[Exercise] Rewrite the entries starting with the line containing "In the photo above, where can the lifting" and going on through the line containing "column 352, row 165", putting "hoist cable" in place of "lifting cable" and leaving everything else unchanged.

- - - - -

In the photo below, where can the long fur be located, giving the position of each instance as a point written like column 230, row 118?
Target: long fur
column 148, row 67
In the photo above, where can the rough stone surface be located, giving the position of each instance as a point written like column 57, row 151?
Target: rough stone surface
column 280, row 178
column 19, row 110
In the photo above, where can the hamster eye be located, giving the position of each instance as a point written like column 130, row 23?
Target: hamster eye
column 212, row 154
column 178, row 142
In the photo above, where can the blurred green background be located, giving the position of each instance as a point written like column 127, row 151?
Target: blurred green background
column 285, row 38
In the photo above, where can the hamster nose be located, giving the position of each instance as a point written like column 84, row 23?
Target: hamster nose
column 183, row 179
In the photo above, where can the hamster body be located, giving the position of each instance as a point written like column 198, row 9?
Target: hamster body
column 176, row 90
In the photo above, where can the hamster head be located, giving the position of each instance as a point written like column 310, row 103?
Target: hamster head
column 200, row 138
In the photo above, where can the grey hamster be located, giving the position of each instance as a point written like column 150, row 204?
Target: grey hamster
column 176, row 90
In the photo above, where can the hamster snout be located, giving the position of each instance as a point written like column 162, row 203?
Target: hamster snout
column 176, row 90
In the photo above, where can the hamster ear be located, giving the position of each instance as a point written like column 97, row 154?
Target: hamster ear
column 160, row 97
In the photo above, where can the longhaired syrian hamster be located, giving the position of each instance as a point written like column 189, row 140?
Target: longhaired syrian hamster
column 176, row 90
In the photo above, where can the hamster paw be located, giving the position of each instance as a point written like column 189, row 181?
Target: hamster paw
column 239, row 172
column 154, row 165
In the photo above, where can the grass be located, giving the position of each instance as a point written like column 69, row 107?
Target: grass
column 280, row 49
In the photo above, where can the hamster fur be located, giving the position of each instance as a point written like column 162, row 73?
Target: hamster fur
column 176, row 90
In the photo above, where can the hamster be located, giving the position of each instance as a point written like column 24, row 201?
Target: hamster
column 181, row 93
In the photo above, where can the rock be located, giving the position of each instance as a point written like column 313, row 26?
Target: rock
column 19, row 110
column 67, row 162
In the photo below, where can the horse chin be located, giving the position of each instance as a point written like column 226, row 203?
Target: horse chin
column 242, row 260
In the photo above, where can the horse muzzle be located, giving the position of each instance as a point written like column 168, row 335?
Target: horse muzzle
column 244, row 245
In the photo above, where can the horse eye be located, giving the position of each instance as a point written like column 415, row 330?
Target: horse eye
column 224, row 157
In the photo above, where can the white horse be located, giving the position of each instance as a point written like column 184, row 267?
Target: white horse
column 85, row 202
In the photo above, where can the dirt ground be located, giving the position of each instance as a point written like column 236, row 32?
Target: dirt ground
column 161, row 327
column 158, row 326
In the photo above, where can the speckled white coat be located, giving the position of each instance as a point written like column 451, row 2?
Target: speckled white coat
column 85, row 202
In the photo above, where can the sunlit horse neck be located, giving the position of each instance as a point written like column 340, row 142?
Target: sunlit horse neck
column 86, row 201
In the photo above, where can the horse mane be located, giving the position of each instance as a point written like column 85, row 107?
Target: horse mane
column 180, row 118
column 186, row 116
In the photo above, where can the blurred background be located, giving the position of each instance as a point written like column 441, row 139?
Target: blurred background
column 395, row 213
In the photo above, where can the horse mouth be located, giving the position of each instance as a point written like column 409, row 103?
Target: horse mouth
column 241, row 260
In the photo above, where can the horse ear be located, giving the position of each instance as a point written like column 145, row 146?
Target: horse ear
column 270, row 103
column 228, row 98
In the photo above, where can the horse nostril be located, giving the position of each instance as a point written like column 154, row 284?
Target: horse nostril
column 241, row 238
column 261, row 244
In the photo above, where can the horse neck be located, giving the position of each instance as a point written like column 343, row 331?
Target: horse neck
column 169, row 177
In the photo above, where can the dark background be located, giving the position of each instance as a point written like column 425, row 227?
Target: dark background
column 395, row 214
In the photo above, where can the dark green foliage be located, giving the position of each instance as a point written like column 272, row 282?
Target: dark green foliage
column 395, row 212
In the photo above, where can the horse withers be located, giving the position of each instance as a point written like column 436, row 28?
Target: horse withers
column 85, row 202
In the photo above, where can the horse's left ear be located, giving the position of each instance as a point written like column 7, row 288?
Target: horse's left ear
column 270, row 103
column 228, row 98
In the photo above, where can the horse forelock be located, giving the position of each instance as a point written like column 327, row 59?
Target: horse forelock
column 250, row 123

- - - - -

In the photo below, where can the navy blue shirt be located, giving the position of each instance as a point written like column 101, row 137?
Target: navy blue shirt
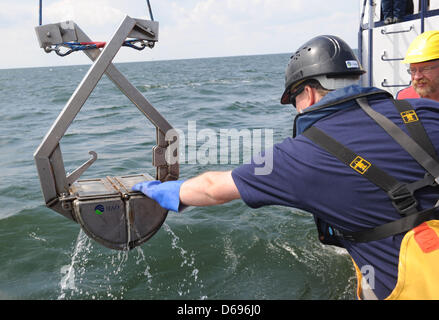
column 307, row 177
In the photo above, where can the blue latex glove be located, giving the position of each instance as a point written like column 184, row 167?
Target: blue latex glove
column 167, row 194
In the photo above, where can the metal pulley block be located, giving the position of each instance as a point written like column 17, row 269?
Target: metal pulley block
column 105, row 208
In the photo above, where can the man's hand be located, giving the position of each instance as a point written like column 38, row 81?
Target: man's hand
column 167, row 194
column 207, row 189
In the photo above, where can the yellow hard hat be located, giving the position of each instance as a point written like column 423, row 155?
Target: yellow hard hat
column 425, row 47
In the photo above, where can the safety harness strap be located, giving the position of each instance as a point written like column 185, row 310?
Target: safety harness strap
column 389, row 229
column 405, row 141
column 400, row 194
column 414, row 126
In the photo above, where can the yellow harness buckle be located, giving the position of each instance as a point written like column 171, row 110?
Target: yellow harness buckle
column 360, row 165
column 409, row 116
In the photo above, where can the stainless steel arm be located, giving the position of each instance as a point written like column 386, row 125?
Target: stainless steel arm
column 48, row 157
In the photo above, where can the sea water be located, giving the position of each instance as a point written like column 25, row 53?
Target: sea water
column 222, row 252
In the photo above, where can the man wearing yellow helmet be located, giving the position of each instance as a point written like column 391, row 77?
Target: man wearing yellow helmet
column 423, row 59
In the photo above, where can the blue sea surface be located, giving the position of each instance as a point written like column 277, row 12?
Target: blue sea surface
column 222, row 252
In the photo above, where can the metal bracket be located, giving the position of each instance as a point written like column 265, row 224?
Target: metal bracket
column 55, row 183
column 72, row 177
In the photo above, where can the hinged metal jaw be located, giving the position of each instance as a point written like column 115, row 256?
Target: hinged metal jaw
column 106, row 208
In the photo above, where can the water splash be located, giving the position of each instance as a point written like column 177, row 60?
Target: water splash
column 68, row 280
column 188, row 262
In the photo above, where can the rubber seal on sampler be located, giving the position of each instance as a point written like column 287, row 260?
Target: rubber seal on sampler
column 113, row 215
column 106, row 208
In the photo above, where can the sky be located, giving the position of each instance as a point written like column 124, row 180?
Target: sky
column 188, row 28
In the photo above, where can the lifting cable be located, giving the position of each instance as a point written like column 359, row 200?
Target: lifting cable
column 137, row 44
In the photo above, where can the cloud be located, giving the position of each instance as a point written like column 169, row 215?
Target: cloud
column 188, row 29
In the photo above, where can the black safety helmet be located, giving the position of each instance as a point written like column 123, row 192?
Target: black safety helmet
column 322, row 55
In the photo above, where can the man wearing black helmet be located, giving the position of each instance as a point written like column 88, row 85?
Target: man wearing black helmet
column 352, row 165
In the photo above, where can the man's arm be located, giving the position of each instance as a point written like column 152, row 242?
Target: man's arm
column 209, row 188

- - - - -

[Task response]
In the photo above, where can the hoist cable be located, giving the position of each instance as a point written like column 359, row 200?
Target: hoist cable
column 137, row 44
In the photo above, where can the cloud be located, giving the position of each instance as a point written like column 169, row 215?
Target: cloud
column 188, row 29
In the photo above, where can the black safety helmet be located, giving the position of each instance as a point written like column 123, row 192?
Target: black safety helmet
column 322, row 55
In the photo above, where can the man wearing black helmet be located, giving the position of each instance as a point written like column 88, row 85?
Target: man wearing black helmet
column 352, row 165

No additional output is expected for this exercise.